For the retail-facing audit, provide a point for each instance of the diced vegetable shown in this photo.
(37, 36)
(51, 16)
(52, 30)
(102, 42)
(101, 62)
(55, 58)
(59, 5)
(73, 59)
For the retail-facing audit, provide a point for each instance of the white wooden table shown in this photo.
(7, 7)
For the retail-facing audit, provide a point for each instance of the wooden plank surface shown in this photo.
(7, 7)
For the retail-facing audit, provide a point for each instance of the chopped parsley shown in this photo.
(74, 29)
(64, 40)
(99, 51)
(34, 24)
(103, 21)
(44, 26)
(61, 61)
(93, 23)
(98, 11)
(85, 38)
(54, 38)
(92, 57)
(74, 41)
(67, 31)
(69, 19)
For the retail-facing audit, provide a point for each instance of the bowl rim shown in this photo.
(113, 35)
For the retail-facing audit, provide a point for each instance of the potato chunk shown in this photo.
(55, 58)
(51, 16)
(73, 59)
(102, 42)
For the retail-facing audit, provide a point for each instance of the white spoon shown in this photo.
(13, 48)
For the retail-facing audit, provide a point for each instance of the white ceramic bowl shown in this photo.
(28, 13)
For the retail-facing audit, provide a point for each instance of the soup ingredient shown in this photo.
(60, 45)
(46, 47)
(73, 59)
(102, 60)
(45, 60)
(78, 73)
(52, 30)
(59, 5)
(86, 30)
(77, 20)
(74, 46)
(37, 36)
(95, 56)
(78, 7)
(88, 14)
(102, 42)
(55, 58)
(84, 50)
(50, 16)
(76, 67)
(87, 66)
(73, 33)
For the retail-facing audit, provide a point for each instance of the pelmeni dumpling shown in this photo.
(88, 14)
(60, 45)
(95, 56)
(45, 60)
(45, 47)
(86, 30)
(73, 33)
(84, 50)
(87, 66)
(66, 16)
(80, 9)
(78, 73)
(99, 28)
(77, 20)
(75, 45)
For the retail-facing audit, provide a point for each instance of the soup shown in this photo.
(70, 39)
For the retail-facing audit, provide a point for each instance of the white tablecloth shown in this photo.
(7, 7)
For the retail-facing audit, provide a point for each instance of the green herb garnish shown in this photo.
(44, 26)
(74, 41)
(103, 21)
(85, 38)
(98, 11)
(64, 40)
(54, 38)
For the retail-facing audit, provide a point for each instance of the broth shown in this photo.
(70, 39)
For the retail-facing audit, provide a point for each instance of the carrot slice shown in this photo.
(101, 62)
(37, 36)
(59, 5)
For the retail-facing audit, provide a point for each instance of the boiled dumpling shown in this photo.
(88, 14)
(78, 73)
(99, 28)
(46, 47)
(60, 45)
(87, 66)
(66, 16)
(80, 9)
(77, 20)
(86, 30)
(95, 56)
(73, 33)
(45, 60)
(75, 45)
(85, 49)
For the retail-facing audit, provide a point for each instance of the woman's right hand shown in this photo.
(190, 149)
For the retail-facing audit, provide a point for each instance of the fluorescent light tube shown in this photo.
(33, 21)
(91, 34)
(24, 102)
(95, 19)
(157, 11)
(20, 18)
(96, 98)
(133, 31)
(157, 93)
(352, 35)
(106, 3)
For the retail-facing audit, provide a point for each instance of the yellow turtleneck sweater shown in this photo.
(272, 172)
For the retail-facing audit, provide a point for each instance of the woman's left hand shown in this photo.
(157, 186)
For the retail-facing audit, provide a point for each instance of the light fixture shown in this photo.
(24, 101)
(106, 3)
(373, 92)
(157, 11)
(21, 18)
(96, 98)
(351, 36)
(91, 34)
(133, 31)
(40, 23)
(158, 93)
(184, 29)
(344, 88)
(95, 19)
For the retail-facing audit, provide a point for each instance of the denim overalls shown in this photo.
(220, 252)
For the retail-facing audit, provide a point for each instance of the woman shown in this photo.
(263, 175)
:::::
Arrange all the records above as a two-column CSV with the header row label_request,points, one row per request. Put each request's text and its answer in their own quoted fields, with line breaks replaced by spaces.

label_request,points
"For the retail-facing audit, provide a point for each instance of the diced vegetable shown in this photo.","(37, 36) (51, 16) (52, 30) (102, 42) (101, 62) (55, 58) (59, 5) (73, 59)"
"For the retail-facing audit, provide a point for each instance of the white wooden table shown in this photo.","(7, 7)"
"For the retail-facing audit, provide a point for each instance of the wooden plank surface shown in this photo.","(7, 7)"
"For the retail-facing audit, provide a point for each instance of the chopped parsley shown in this photo.","(74, 29) (64, 40) (99, 51) (34, 24) (103, 21) (44, 26) (61, 61) (93, 23) (98, 11) (85, 38) (54, 38) (92, 57) (74, 41) (67, 31) (69, 19)"
"For the retail-facing audit, provide a point for each instance of the bowl rim shown in this photo.","(113, 35)"
"For the retail-facing audit, provide a point for each instance of the potato chunk shown in this photo.","(55, 58) (51, 16) (73, 59) (102, 42)"
"For the retail-facing audit, provide a point for each instance of the white spoon shown in this photo.","(13, 48)"
"For the retail-facing audit, provide a point for each instance of the white ceramic bowl shown in this photo.","(28, 13)"
"For the retail-facing audit, provide a point for each instance of the soup ingredient shown in this photo.","(60, 45) (46, 47) (73, 59) (102, 60) (45, 60) (78, 73) (52, 30) (59, 5) (86, 30) (77, 20) (74, 46) (37, 36) (95, 56) (78, 7) (88, 14) (102, 42) (55, 58) (84, 50) (50, 16) (76, 67) (87, 66) (73, 33)"
"For the retail-facing audit, provide a point for each instance of the pelmeni dumpling shown in this photo.","(88, 14) (60, 45) (95, 56) (45, 60) (45, 47) (86, 30) (73, 33) (84, 50) (87, 66) (66, 16) (80, 9) (78, 73) (99, 28) (77, 20) (75, 45)"
"For the retail-facing audit, provide a point for each instance of the soup shown in this photo.","(70, 39)"
"For the retail-facing audit, provide a point for each instance of the white tablecloth shown in this photo.","(7, 7)"
"For the retail-facing audit, provide a point for each instance of the green herb garnish shown in this photo.","(44, 26) (74, 41) (103, 21) (85, 38) (98, 11) (64, 40) (54, 38)"
"For the retail-facing audit, provide a point for each instance of the broth shown in this photo.","(70, 39)"
"For the retail-facing audit, provide a point for each instance of the carrot slice shown in this photo.","(101, 62) (37, 36) (59, 5)"
"For the retail-facing audit, provide a point for each instance of the boiled dumpling shown in this photo.","(88, 14) (78, 73) (99, 28) (46, 47) (60, 45) (87, 66) (66, 16) (80, 9) (77, 20) (86, 30) (95, 56) (73, 33) (45, 60) (75, 45) (85, 49)"
"For the retail-facing audit, provide a point for each instance of the woman's right hand shown in this photo.","(190, 149)"
"For the retail-facing audit, provide a point for each instance of the fluorescent light tube shown in this photo.","(33, 21) (91, 34) (24, 102) (95, 19) (157, 11) (20, 18) (96, 98) (133, 31) (157, 93) (352, 35) (106, 3)"
"For the retail-facing audit, provide a point for each instance of the yellow turtleneck sweater shown in this photo.","(272, 172)"
"For the retail-facing audit, provide a point for each instance of the woman's left hand shown in this photo.","(157, 186)"
"For the retail-facing audit, provide a point for each instance of the light fixture shown in this photo.","(24, 101) (106, 3) (373, 92) (157, 11) (21, 18) (96, 98) (351, 36) (91, 34) (133, 31) (40, 23) (158, 93) (184, 29) (344, 88) (95, 19)"
"For the retail-facing audit, provide a point for each instance of the denim overalls shown in this photo.","(220, 252)"
"For the retail-facing audit, provide a point for each instance of the woman shown in this photo.","(263, 175)"